# Task brief
Render the records as a Markdown table with the columns "Number" and "Entry", from the start through the line containing "column 373, row 397", including both ends and leaving out blank lines.

# Items
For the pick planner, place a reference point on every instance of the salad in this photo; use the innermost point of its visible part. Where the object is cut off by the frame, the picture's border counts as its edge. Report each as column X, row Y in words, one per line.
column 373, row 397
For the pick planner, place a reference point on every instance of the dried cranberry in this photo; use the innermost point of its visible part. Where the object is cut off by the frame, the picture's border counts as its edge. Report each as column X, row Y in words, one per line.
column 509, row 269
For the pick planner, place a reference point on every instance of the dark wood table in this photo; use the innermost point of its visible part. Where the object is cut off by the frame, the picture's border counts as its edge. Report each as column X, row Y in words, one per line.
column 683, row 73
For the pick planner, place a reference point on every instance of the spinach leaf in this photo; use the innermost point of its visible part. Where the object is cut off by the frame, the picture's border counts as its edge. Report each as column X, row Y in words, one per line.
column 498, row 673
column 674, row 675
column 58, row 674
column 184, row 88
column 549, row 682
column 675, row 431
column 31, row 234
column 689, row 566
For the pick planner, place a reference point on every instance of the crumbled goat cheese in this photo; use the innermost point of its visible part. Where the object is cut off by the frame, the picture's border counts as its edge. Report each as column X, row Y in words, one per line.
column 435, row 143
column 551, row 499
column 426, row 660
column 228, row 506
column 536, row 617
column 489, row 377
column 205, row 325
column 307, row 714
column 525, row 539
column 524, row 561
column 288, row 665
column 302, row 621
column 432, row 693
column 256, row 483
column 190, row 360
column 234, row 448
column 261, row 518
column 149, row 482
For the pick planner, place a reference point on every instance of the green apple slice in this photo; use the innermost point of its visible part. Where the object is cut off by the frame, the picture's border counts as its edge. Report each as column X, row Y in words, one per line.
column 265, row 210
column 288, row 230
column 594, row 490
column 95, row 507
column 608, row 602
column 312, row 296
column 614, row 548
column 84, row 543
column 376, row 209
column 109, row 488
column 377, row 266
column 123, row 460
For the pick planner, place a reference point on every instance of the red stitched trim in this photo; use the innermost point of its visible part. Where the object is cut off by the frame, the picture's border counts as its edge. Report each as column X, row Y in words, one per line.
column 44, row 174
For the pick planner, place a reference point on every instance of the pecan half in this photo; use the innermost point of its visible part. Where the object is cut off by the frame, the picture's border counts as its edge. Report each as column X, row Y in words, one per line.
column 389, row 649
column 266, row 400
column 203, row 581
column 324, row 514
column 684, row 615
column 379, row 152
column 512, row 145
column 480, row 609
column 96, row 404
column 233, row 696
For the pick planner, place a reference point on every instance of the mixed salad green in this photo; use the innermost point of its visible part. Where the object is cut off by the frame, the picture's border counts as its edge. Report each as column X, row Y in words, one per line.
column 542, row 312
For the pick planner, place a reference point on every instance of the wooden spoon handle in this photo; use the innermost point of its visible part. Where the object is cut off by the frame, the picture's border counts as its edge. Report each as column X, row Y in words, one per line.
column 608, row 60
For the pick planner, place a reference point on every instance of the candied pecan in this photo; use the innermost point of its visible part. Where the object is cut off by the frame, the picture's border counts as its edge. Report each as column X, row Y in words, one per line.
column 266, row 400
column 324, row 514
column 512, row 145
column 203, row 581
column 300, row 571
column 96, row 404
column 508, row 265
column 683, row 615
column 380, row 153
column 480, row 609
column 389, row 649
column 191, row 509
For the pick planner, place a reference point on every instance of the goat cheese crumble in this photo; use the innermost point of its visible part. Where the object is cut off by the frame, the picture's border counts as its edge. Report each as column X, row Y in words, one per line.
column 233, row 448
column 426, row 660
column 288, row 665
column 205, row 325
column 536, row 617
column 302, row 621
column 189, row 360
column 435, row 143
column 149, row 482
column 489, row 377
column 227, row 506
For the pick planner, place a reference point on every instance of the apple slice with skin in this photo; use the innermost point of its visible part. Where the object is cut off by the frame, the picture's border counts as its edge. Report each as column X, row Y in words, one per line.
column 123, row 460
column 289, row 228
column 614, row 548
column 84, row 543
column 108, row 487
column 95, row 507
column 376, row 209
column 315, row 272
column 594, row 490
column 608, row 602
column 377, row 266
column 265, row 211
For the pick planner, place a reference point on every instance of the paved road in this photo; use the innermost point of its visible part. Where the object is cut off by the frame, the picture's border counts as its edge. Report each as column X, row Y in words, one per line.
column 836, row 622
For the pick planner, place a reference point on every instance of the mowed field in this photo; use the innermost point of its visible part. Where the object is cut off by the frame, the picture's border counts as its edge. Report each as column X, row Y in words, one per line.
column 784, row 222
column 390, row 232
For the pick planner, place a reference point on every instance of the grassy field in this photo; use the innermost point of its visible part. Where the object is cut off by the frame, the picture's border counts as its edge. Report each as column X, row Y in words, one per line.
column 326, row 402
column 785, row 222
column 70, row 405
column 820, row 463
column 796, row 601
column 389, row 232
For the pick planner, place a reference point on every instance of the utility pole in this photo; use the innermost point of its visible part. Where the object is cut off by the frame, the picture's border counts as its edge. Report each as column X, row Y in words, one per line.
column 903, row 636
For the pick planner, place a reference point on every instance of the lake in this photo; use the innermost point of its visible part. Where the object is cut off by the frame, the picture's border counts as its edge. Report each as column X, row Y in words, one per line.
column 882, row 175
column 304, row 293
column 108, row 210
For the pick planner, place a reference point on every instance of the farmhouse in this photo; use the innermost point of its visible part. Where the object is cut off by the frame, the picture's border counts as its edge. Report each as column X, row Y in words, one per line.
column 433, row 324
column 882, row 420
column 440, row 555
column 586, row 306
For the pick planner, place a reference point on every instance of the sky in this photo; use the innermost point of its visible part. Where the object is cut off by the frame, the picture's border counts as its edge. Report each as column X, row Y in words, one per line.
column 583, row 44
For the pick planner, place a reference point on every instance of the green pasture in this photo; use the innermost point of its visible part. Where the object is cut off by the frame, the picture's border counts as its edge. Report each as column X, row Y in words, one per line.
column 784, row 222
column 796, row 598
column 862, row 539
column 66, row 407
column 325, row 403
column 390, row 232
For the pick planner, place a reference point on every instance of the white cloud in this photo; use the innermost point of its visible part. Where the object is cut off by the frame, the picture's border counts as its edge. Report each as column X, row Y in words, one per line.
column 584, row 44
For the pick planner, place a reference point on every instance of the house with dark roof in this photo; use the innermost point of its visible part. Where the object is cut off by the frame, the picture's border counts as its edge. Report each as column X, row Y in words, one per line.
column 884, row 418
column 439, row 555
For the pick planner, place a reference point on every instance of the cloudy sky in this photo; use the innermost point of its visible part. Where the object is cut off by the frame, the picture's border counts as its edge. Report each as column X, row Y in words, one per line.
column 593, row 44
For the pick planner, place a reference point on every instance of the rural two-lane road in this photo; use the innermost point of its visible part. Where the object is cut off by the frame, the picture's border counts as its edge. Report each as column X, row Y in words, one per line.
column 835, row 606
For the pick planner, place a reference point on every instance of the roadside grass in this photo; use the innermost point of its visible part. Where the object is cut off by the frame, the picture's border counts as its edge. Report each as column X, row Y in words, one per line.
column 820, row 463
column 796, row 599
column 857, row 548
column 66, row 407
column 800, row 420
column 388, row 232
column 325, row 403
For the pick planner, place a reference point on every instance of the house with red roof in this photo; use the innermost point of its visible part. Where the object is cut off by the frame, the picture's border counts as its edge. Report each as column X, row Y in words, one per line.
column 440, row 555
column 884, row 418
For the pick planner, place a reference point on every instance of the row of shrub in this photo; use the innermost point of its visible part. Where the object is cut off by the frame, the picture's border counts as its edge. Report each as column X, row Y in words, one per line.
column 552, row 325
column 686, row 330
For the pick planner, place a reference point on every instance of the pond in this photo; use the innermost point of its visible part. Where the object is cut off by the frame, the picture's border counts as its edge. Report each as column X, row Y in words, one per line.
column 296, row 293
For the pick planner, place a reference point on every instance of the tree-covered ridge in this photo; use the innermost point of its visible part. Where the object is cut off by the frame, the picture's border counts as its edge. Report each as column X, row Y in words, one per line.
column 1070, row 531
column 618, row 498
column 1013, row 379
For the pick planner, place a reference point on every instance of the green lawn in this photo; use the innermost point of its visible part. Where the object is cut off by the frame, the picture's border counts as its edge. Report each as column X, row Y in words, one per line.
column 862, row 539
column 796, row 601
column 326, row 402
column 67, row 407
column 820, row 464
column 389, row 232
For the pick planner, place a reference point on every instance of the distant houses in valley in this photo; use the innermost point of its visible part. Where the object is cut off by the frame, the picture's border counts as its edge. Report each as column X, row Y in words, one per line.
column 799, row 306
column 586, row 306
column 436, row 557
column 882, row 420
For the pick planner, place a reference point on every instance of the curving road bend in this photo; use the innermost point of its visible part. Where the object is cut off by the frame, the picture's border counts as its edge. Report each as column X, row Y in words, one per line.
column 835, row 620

# Task result
| Number | Entry |
|---|---|
| 1 | For the pick planner, place a reference point on every instance of the salad in this photo; use the innermost point of its visible part. Where the object is cut off by the frame, the picture's border counts as its edge. Report each as column X, row Y in words, one per line. |
| 2 | column 373, row 397 |